Referring expression data:
━━━━━━━━━━

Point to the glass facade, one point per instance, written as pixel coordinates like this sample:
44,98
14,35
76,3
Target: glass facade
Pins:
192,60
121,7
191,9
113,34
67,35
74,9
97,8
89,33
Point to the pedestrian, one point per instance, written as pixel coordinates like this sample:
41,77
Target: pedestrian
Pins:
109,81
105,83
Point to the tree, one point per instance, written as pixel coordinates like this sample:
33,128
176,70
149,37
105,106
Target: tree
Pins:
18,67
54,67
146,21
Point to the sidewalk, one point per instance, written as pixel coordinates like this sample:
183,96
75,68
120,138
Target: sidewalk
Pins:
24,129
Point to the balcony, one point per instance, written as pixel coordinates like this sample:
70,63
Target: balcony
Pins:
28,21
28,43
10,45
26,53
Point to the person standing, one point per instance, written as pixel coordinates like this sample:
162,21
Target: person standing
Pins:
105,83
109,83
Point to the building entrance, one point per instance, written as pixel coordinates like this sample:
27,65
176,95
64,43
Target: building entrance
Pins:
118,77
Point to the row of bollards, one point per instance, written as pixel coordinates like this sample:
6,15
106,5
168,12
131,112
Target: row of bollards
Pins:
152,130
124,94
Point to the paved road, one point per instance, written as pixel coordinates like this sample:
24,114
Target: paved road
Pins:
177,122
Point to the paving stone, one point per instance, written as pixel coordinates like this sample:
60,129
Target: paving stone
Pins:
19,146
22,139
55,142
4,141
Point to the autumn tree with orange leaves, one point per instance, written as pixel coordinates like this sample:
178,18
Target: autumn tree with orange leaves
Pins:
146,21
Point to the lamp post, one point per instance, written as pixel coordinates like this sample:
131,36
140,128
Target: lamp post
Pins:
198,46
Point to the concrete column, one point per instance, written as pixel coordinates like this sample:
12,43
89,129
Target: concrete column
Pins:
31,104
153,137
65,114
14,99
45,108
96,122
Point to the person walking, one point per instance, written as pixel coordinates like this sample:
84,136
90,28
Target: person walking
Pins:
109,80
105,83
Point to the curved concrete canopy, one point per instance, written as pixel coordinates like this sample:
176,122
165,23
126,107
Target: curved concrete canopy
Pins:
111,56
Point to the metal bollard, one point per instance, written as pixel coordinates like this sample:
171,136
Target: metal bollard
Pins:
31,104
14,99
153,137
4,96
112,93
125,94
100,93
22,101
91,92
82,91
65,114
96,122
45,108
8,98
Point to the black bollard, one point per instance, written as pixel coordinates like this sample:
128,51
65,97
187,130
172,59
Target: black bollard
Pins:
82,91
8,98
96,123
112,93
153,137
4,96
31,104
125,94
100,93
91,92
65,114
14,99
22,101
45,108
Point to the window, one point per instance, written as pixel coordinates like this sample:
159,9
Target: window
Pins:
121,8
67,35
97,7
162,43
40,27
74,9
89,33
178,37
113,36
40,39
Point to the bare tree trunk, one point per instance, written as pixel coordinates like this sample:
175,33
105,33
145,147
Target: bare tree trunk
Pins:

━━━━━━━━━━

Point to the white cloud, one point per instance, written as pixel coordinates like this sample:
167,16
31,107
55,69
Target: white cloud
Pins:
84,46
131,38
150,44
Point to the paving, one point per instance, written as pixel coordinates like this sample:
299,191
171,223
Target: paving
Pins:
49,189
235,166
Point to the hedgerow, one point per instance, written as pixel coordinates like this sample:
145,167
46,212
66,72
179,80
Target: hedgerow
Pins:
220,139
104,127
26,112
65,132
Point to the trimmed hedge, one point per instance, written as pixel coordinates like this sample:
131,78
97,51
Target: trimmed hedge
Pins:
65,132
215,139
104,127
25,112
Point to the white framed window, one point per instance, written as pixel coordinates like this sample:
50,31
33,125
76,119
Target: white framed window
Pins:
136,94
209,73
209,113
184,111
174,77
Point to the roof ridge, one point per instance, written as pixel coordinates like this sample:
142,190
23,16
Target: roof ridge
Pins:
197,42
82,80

━━━━━━━━━━

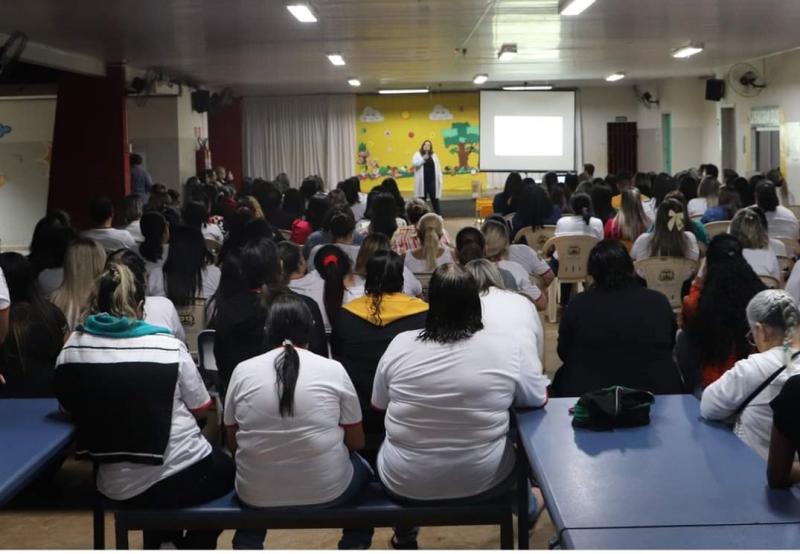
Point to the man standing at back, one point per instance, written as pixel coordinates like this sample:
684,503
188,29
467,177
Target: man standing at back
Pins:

━━━━━━━━━━

Exercise directions:
Using the entries above, repeat only the lines from the one containing "Target: row of bollards" through the one containing "Target: paving stone", end lines included.

Task result:
Target: row of bollards
Pins:
152,130
124,94
Point to the paved road, one point per instance, written as pixel coordinates like this sample:
24,114
Target: paved road
Pins:
177,122
Point to the paving stone, one point per instance, written as pixel coordinates like this sample:
60,129
Target: paving stone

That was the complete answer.